__EXERCISE MATERIALS__:

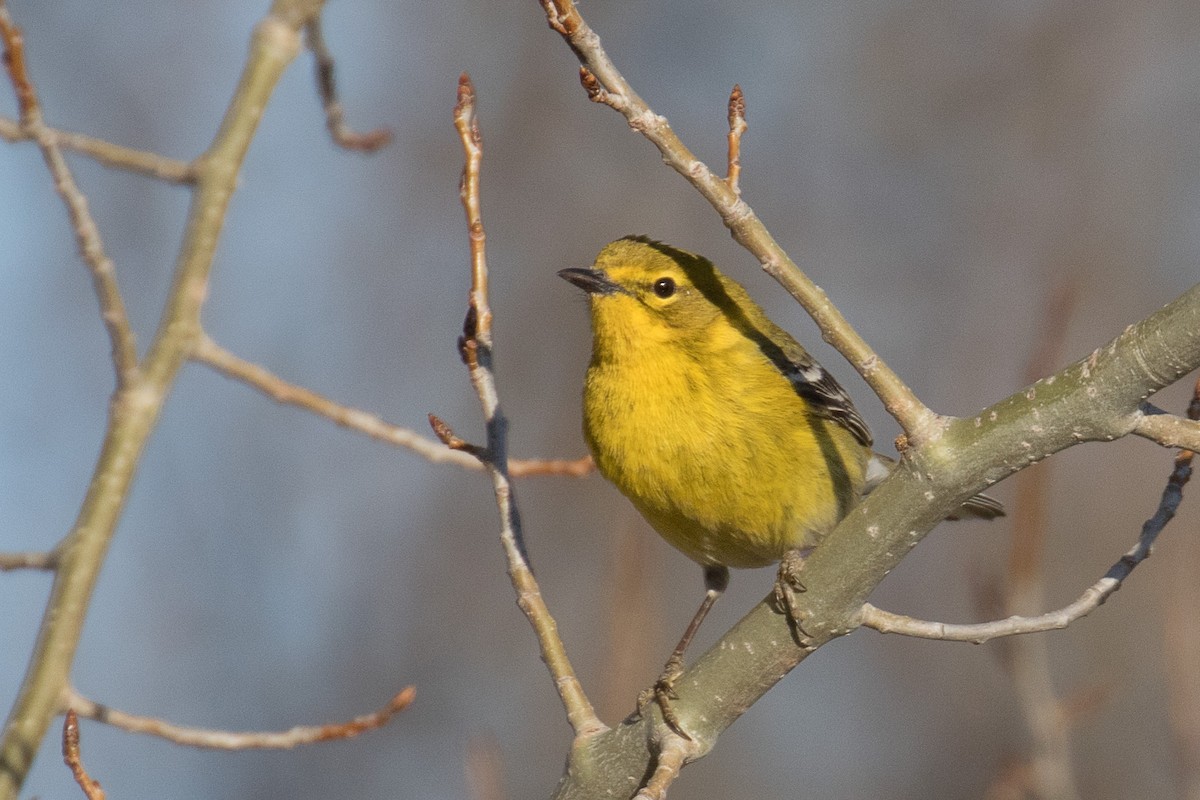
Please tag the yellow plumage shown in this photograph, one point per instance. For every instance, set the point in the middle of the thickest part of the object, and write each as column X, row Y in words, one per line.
column 732, row 441
column 689, row 411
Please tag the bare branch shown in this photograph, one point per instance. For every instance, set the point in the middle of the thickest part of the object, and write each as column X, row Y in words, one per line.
column 91, row 247
column 335, row 118
column 605, row 84
column 737, row 127
column 676, row 752
column 71, row 757
column 475, row 347
column 30, row 560
column 241, row 740
column 1027, row 659
column 142, row 388
column 211, row 354
column 1168, row 429
column 107, row 154
column 1092, row 597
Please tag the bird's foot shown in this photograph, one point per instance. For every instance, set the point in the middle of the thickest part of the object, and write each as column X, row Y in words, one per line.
column 664, row 695
column 789, row 588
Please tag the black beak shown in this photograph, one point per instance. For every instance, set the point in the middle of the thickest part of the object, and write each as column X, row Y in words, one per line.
column 591, row 281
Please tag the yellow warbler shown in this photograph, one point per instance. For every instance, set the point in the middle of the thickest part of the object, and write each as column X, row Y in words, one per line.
column 732, row 441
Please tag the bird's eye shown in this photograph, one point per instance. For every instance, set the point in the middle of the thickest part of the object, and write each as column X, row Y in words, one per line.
column 664, row 288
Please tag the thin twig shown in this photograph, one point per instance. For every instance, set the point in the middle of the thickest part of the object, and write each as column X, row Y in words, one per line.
column 475, row 347
column 737, row 127
column 1092, row 597
column 29, row 560
column 1168, row 429
column 241, row 740
column 91, row 247
column 136, row 405
column 335, row 118
column 605, row 84
column 211, row 354
column 107, row 154
column 71, row 757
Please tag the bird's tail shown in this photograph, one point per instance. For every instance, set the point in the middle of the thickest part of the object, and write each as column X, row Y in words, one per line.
column 981, row 506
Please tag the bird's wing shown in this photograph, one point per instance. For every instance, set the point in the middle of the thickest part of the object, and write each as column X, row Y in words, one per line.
column 825, row 395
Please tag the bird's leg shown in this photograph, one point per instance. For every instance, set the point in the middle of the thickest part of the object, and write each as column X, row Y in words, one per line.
column 787, row 587
column 717, row 578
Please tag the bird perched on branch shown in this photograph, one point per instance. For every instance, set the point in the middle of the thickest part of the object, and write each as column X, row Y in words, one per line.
column 733, row 443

__PROBLEM STATEMENT__: You are asked to output the records precisely as they appear, minus any pictures.

__RESPONSE AREA__:
Please tag the yellow plumage shown in this photograph, one point per instance. For every instance, set the point in the middle of the thickest part of the object, and write each as column X, row Y in words, one per line.
column 732, row 441
column 689, row 411
Please tag the bare branch shown in this photograph, one point per instance. For every instance, set the point in the middle of the thickest part of the object, and write each as column X, row Y in words, one per line.
column 91, row 247
column 335, row 118
column 605, row 84
column 737, row 127
column 676, row 752
column 71, row 757
column 475, row 347
column 30, row 560
column 241, row 740
column 1027, row 659
column 142, row 388
column 211, row 354
column 1168, row 429
column 107, row 154
column 1092, row 597
Please tag the bird's foot shown in this photograph, one point per instance. For every instance, set the point in the middle of the thickest part of the object, and write each as column X, row Y in words, one per line.
column 664, row 695
column 789, row 588
Please tag the black beak shown in this photograph, one point per instance. For every instance, set the point in the middle of the thickest part of the object, and write each as column X, row Y in words, one per line.
column 591, row 281
Please tag the yellow warbler shown in this photograph, one point per instance. For every instance, set the point in the middle of the thickest part of the object, and write each as column X, row Y in words, one per line.
column 732, row 441
Please tag the bird's eye shown in this photograph, one point per instance. For every instance, set the point in the middle of the thickest part of the object, and write each as column X, row Y in words, one per line.
column 664, row 288
Please tag the thin twig shown in this photograph, one point per instance. For every instance, set the point in the middle of the thickest part of the object, and write each as column X, row Y in words, one per line.
column 475, row 347
column 737, row 127
column 1092, row 597
column 29, row 560
column 1168, row 429
column 241, row 740
column 91, row 247
column 136, row 405
column 335, row 118
column 605, row 84
column 211, row 354
column 107, row 154
column 71, row 757
Please tag the bird's tail shown in this photograph, one point per instance. For every instance, set the point in the middle of the thickest part of the object, and write each as column X, row Y in words, one per line.
column 981, row 506
Please tag the bird's wing shown in this photograph, one point per instance. For every instance, set the point in the middle of the thickest part of the object, and write each as column X, row Y in words, one per line.
column 825, row 395
Please tag the bird's leg shown in this photograph, one point per instance. For every instance, set the point in the middle of the thickest part of the object, and write each as column X, row Y in words, one per line.
column 787, row 587
column 717, row 578
Please tag the bird perched on branch shown in this photograph, one point per instance. For every instance, set the point in the middle of the thickest part of the object, and write each as column X, row Y in words, one per line.
column 733, row 443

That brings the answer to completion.